WORK INSTRUCTION> Reproduce all entries verbatim, with nothing added or dropped.

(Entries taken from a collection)
= Beginning of Section =
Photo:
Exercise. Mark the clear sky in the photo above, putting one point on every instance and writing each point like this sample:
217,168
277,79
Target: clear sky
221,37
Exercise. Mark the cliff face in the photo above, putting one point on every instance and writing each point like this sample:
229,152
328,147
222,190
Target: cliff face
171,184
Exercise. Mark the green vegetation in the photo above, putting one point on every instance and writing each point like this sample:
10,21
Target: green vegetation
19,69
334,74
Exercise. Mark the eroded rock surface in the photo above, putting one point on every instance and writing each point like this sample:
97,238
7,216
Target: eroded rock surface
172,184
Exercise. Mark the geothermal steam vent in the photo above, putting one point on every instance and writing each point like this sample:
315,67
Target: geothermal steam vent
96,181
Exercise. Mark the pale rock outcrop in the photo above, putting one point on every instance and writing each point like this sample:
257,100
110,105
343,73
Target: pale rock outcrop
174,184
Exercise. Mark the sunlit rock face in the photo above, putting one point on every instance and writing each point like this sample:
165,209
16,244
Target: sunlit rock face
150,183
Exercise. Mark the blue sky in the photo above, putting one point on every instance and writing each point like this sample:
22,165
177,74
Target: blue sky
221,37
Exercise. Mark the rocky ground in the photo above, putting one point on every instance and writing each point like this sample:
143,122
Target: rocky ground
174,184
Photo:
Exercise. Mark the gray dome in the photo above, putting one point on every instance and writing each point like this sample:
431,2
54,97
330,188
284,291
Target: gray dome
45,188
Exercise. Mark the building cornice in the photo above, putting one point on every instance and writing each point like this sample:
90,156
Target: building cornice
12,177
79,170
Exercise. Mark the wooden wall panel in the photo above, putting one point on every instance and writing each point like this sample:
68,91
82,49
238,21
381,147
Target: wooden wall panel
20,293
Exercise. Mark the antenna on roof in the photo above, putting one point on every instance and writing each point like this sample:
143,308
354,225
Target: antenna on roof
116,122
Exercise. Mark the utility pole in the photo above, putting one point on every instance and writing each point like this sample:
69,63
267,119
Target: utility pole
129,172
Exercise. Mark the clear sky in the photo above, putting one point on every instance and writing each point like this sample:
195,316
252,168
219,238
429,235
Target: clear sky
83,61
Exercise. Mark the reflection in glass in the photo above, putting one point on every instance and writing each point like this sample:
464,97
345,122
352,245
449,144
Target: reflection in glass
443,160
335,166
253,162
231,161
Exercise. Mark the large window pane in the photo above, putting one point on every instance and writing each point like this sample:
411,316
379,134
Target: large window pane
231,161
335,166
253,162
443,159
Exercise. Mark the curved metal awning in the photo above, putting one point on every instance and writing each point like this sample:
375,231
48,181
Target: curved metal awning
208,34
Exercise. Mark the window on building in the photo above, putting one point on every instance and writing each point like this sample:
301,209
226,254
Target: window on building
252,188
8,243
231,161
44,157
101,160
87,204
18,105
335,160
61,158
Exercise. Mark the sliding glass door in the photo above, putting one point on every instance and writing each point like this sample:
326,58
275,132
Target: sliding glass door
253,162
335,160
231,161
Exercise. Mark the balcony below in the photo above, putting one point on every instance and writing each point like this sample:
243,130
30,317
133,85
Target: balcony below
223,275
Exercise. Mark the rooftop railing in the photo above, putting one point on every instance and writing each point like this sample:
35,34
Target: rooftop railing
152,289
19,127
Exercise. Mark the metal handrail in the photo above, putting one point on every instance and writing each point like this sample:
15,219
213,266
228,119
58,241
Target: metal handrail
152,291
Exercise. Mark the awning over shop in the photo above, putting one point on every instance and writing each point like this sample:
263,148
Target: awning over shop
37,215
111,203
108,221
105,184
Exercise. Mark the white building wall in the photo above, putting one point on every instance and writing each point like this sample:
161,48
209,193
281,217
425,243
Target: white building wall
= End of Section =
RESULT OF THIS TASK>
Photo:
Exercise. Mark the clear sky in the photo above, putting one point on every instance and writing each point like this sample:
217,168
277,79
Target: clear sky
221,37
Exercise. Mark the cliff face in the photo above, putting one point on every instance and writing each point like this sample:
229,152
328,147
222,190
Target: cliff face
171,184
Exercise. Mark the green vegetation in the photo above, putting one point on every instance and writing each point like this sample:
10,21
Target: green vegetation
19,69
334,74
Exercise. Mark the eroded rock surface in the photo above, putting one point on every instance and writing each point like this sample:
97,238
7,216
Target: eroded rock surface
172,184
Exercise. Mark the geothermal steam vent in the photo above, putting one point on every instance and writing each point like this sample:
315,67
Target: geothermal steam vent
96,181
Exercise. Mark the pale rock outcrop in the photo above, putting one point on every instance and writing each point like this sample:
257,100
110,105
343,73
Target: pale rock outcrop
174,184
Exercise. Mark the sunlit rock face in the photo above, putting one point on every instance and writing each point like this sample:
165,209
16,244
Target: sunlit rock face
150,183
Exercise. Mark the blue sky in the photo above, putting one point on every instance and writing each point like this sample:
22,165
177,74
Target: blue sky
221,37
Exercise. Mark the rocky ground in the photo above, putting one point on every instance and writing each point like this sample:
143,122
Target: rocky ground
174,184
Photo:
Exercise. Mark the gray dome in the photo above, putting one point on every instance and writing each point like this sample:
431,2
54,97
330,188
284,291
Target: gray dome
45,188
Exercise. Mark the building cornice in the photo above, putting one point on every instance and writing each point like this sample:
90,156
Target: building cornice
12,177
79,170
Exercise. Mark the wooden wall panel in the photo above, putting one point on every instance and writing each point like this sample:
68,91
82,49
238,21
381,147
Target: wooden wall panel
20,293
Exercise. Mark the antenna on roof in the photo above, putting one point on every instance and writing each point like this sample:
143,308
354,225
Target: antenna on roof
116,122
Exercise. Mark the utility pole in the photo above, putting one point on every instance and writing each point like this sample:
69,63
267,119
Target: utility pole
129,172
Exercise. Mark the clear sky in the photo above, putting one point on every instance and writing each point like this sample:
195,316
252,168
219,238
429,235
Target: clear sky
83,61
Exercise. Mark the reflection in glass in the photo above, putting one point on every instance and writing each point like this sample:
464,97
345,122
352,245
449,144
Target: reflection in glass
443,160
335,166
253,162
231,161
Exercise. Mark the large window pane in the photo above, putting one point on every instance and writing each point like this sample:
411,316
379,134
Target: large window pane
231,161
335,166
253,162
443,159
Exercise. Mark the curved metal awning in the photo above, putting one point on every instance and writing each point like this sample:
375,231
48,181
Target: curved metal awning
208,34
Exercise. Mark the window on building in the photo above, putting one point on every instance and writing each point like this sample:
301,209
226,254
Target: window on building
252,188
8,243
231,161
44,157
101,160
87,204
18,105
335,160
61,158
Exercise. Mark the sliding glass door in the photo above, putting one point on every instance and writing each point like this sample:
326,58
275,132
Target: sliding glass door
253,162
335,160
231,161
Exercise. Mark the balcony below in the photo above, putting one point on every instance and writing each point like this sample:
243,130
30,317
133,85
Target: balcony below
223,275
Exercise. Mark the rooftop railing in the photo above, putting one point on every instance and writing each point like this sample:
35,34
Target: rooftop railing
152,289
19,127
Exercise. Mark the metal handrail in the photo above, putting one point on every instance and writing each point like this sample:
15,219
213,266
228,119
58,241
Target: metal handrail
152,291
Exercise. Mark the awning over shop in the photo above, putting one point on every instance and writing each point like this sample:
263,148
Target: awning over shop
37,215
111,203
108,221
105,184
Exercise. Mark the white building wall in the photo above, putting one point on every instance and writing each point like this sample:
161,48
209,193
281,217
425,243
Target: white building wall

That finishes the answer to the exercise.